### Problema 1:
Extraia sem alterações a passagem do texto sobre o cabo Anselmo que começa em "ANISTIA PARA UM" e vai até "regras do programa.".
### Problema 2:
Dê continuidade ao texto sobre o cabo Anselmo, começando logo depois da última frase apresentada.

### Trecho do texto:
ANISTIA PARA UM CANALHA

A Comissão de Anistia do Ministério da Justiça está às voltas com o segundo processo mais rumoroso em seus quase seis anos de existência: o de José Anselmo dos Santos, conhecido como  cabo Anselmo, embora tenha sido apenas marinheiro de primeira classe.

O assunto, que já vinha sendo abordado com algum destaque na mídia escrita e na Internet, deverá agora despertar o interesse de um público mais amplo, graças ao Linha Direta Justiça de 05/07/2007 da Rede Globo.

Em 2004, a Comissão de Anistia sofreu muitas críticas em razão do óbvio favorecimento ao escritor e jornalista Carlos Heitor Cony, que não só teve seu processo passado abusivamente à frente dos de dezenas de milhares de anistiandos que não eram celebridades, como recebeu uma pensão mensal vitalícia (e respectiva indenização retroativa) cujo valor, exageradíssimo, não condizia com as próprias regras do programa.

O caso atual é bem mais complexo.

O cabo Anselmo foi o principal agitador da Associação dos Marinheiros e Fuzileiros Navais do Brasil no período que antecedeu a quartelada de 1964. Depois do golpe, passou vários anos foragido, esteve em Cuba treinando guerrilha e, de regresso ao Brasil, militou na luta armada contra o regime militar, ao mesmo tempo em que colaborava sub-repticiamente com a repressão da ditadura, atraindo seus companheiros para emboscadas.

### Dados coletados:
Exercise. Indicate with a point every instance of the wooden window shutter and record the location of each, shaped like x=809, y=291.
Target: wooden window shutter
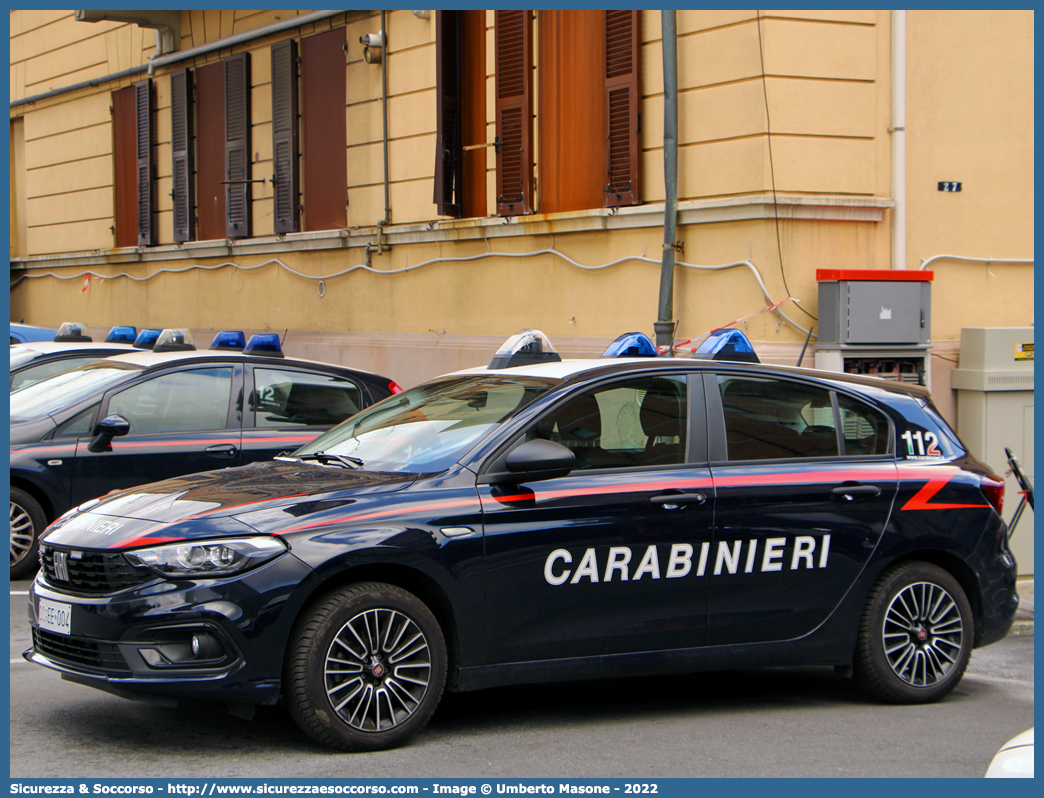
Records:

### Resposta do exercício 1:
ANISTIA PARA UM CANALHA

A Comissão de Anistia do Ministério da Justiça está às voltas com o segundo processo mais rumoroso em seus quase seis anos de existência: o de José Anselmo dos Santos, conhecido como  cabo Anselmo, embora tenha sido apenas marinheiro de primeira classe.

O assunto, que já vinha sendo abordado com algum destaque na mídia escrita e na Internet, deverá agora despertar o interesse de um público mais amplo, graças ao Linha Direta Justiça de 05/07/2007 da Rede Globo.

Em 2004, a Comissão de Anistia sofreu muitas críticas em razão do óbvio favorecimento ao escritor e jornalista Carlos Heitor Cony, que não só teve seu processo passado abusivamente à frente dos de dezenas de milhares de anistiandos que não eram celebridades, como recebeu uma pensão mensal vitalícia (e respectiva indenização retroativa) cujo valor, exageradíssimo, não condizia com as próprias regras do programa.

### Resposta do exercício 2:
Quando seu verdadeiro papel ficou evidenciado, ele passou a viver sob a proteção dos órgãos de segurança, que lhe proveram remuneração e fachada legal sob identidade falsa. De vez em quando, para aumentar os ganhos, concedeu entrevistas que foram publicadas com destaque na grande imprensa e até viraram livros.

O processo do cabo Anselmo, que tramita desde 2004 na Comissão de Anistia, não tem julgamento marcado. Ou seja, esse colegiado hesita porque ainda não tem clareza sobre como descascará o abacaxi.

Estigma da infâmia – O programa foi criado para oferecer reparações àqueles que sofreram danos físicos, psicológicos, morais e profissionais em decorrência do estado de exceção vigente no Brasil entre 1964 e 1985.

Então, caso o cabo Anselmo tenha realmente sido um militante revolucionário até o início da década de 1970, só então mudando de lado, sua vida foi mesmo afetada pelo arbítrio instaurado no País, independentemente do juízo moral que façamos de quem se vangloria de haver causado a morte de "cem, duzentos" idealistas que combatiam a ditadura e o tinham como companheiro.

Ou seja, se o poder não tivesse sido usurpado por um grupo de conspiradores em 1964, o cabo Anselmo continuaria presumivelmente servindo a Marinha, ao invés de se tornar um homem que há três décadas carrega o estigma da infâmia e precisa viver escondido no próprio país. Daí o seu direito formal à reparação que está pleiteando.

No entanto, a anistia federal foi uma tentativa de re-equilibrar os pratos da balança, depois que a Lei da Anistia de 1979 passou uma borracha no passado, equiparando carrascos e vítimas.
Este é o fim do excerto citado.